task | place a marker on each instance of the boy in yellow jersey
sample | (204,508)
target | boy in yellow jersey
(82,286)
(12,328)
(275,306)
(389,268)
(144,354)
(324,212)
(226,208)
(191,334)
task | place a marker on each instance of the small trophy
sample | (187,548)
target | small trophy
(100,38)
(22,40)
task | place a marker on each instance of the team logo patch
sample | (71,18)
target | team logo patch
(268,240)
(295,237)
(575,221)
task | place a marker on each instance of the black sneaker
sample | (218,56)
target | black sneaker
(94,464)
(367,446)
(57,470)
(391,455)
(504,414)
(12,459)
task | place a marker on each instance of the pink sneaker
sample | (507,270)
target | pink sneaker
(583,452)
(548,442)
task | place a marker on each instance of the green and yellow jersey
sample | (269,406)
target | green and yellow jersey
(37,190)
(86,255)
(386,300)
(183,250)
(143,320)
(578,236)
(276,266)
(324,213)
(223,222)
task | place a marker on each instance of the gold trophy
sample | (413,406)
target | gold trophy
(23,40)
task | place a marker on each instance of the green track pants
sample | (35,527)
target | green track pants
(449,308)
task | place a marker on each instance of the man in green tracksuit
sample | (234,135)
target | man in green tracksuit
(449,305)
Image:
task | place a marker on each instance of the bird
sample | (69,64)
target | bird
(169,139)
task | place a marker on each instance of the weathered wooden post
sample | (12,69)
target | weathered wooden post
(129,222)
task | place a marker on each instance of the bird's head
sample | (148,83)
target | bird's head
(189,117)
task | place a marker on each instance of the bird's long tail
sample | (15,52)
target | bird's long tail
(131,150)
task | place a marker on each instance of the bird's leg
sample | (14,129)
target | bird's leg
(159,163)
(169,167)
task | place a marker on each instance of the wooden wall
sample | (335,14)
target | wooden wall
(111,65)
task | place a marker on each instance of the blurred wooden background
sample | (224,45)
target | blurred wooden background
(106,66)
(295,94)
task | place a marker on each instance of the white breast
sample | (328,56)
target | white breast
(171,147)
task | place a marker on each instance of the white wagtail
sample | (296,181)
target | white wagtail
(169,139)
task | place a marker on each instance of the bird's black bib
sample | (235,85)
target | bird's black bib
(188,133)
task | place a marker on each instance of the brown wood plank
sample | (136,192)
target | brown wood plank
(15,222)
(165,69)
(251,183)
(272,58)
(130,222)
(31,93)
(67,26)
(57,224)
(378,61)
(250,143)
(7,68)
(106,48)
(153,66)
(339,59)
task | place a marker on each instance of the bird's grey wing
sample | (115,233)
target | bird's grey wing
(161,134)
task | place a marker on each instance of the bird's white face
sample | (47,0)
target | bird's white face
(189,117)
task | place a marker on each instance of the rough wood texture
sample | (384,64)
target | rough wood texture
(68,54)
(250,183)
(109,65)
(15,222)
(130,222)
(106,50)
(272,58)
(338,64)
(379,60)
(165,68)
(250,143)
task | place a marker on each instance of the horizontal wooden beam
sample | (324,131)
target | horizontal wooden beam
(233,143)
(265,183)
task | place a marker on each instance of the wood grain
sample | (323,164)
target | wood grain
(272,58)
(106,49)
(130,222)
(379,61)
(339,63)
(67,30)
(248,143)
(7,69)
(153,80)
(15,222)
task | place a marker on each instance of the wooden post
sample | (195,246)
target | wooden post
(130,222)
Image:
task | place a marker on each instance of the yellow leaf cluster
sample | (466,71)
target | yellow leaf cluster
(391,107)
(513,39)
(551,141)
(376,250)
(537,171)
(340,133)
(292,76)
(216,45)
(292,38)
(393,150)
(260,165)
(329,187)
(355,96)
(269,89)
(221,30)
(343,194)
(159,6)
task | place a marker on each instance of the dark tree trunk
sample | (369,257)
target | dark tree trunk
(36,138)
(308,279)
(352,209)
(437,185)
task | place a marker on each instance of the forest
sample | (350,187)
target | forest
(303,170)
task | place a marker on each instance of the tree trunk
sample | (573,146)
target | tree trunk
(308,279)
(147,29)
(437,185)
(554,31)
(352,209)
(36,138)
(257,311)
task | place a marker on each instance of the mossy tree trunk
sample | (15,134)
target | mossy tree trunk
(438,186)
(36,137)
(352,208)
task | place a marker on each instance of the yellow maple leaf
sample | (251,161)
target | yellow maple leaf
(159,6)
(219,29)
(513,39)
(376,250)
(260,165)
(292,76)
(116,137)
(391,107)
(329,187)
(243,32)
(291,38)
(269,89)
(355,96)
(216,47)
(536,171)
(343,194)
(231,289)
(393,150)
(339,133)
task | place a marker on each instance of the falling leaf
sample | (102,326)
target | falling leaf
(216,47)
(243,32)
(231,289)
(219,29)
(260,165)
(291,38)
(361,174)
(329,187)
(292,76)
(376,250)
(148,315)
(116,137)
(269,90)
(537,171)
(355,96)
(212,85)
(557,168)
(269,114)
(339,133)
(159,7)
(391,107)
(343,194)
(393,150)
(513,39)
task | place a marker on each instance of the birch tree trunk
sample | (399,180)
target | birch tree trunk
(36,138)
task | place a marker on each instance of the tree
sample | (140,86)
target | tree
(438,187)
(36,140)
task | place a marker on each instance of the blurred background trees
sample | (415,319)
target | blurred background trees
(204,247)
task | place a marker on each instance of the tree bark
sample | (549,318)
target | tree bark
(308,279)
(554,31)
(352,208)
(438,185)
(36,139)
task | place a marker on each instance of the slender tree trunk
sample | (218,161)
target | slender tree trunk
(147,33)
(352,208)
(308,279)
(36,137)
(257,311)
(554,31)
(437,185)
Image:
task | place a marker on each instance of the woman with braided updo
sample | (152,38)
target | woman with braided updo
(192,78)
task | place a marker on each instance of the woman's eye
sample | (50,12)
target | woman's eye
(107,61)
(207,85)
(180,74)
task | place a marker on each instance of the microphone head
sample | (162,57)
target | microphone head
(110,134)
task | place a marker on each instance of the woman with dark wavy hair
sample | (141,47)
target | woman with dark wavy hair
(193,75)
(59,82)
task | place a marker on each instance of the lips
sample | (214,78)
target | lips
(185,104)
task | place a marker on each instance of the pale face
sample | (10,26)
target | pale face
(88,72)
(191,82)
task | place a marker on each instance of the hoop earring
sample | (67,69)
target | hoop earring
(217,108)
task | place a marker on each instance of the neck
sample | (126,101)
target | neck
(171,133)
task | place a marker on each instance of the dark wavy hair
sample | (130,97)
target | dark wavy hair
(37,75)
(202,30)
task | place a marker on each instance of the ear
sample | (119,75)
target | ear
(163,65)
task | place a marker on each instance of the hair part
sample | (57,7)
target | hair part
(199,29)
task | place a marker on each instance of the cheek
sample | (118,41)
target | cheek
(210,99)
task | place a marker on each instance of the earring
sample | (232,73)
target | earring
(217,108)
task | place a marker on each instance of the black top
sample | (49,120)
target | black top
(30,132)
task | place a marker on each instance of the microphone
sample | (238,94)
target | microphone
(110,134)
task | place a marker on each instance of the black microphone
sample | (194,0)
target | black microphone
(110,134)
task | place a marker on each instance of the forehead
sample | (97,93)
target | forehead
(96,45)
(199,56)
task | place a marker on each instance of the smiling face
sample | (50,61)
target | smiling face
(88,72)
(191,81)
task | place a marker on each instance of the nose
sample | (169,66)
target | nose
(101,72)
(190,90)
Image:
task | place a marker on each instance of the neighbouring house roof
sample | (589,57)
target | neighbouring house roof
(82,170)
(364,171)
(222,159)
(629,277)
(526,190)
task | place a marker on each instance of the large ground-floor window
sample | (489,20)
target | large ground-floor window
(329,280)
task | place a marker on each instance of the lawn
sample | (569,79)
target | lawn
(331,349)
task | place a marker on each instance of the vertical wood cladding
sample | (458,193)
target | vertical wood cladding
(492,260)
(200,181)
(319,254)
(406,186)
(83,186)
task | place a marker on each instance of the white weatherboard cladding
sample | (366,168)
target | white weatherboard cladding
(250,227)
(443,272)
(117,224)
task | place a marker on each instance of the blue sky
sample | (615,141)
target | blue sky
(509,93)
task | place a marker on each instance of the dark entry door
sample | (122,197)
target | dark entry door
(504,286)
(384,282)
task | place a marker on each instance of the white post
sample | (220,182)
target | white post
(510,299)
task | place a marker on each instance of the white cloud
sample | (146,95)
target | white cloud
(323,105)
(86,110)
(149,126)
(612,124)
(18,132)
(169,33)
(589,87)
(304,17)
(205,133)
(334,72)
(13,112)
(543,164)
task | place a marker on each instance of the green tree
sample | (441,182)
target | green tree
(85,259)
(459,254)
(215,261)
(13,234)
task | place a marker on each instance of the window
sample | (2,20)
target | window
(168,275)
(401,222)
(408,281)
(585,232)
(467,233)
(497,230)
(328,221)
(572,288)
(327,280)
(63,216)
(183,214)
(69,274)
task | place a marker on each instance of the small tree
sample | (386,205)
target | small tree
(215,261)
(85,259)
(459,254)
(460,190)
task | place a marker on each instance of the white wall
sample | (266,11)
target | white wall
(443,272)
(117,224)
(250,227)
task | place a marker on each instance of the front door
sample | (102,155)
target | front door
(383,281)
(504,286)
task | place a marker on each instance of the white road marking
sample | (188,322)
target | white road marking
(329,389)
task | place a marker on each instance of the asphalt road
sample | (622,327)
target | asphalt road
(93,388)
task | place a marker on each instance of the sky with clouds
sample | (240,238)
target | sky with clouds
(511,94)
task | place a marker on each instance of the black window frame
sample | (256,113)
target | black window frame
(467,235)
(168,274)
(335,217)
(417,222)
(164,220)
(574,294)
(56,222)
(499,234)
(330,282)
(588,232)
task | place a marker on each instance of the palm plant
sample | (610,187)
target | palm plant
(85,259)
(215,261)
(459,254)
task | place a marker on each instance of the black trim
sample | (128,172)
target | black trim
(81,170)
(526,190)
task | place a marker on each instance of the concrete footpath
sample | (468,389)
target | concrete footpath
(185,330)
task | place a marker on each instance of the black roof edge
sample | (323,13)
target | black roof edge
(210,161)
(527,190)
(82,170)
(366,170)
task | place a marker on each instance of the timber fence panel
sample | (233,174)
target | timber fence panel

» AUFGABE
Schreibe die Daten von der Zeile mit „the black window frame“ bis einschließlich zum Ende der Daten neu und ersetze dabei „palm plant“ durch „potted palm“. Alles andere bleibt unverändert.

» ERGEBNIS
task | place a marker on each instance of the black window frame
sample | (256,113)
target | black window frame
(467,235)
(168,274)
(335,217)
(417,222)
(164,220)
(574,294)
(56,222)
(499,234)
(330,282)
(588,232)
task | place a marker on each instance of the potted palm
sample | (610,187)
target | potted palm
(85,259)
(215,261)
(459,254)
task | place a marker on each instance of the black trim
sample | (128,172)
target | black trim
(81,170)
(526,190)
task | place a marker on each instance of the concrete footpath
sample | (468,389)
target | concrete footpath
(185,330)
task | place a marker on each instance of the black roof edge
sample | (323,13)
target | black roof edge
(210,161)
(527,190)
(82,170)
(366,170)
task | place a marker on each instance of the timber fence panel
sample | (233,174)
target | timber fence panel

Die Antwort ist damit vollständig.